▶ **Task goal**:
The lines to repeat run from the one containing "Target: pink inner ear" through the last line of the records below; repeat them exactly and give nothing more.

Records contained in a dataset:
== == ==

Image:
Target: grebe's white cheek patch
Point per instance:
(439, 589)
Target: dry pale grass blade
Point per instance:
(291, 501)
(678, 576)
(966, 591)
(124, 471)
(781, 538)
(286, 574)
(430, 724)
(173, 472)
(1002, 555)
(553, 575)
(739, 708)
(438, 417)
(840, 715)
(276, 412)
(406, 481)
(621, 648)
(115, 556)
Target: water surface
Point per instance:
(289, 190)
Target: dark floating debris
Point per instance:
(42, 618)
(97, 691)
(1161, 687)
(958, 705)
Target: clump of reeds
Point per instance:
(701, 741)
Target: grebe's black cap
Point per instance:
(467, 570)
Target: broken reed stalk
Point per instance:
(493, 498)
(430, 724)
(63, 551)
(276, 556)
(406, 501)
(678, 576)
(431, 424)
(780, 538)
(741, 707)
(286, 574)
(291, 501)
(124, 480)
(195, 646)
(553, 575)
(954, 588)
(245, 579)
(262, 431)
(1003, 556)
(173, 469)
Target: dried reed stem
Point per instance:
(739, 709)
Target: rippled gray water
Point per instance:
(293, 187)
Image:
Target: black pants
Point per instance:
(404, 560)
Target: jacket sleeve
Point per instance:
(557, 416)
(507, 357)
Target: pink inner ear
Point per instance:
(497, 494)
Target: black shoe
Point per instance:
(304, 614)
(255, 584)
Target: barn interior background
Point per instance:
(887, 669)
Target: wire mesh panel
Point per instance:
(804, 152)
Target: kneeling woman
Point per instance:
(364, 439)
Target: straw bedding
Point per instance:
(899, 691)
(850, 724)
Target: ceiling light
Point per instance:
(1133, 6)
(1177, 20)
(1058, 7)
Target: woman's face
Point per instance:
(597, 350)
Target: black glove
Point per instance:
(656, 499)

== == ==

▶ **Answer section**:
Target: pink inner ear
Point per instance:
(497, 494)
Target: black shoe
Point per instance:
(304, 614)
(255, 584)
Target: barn interior background
Point per instance:
(887, 669)
Target: wire mesh panel
Point per instance:
(804, 152)
Target: kneeling woman
Point per instance:
(364, 439)
Target: straw bedding
Point per instance:
(899, 691)
(850, 724)
Target: ceiling light
Point per instance:
(1133, 6)
(1177, 20)
(1058, 7)
Target: woman's face
Point per instance:
(597, 350)
Target: black glove
Point per instance:
(656, 499)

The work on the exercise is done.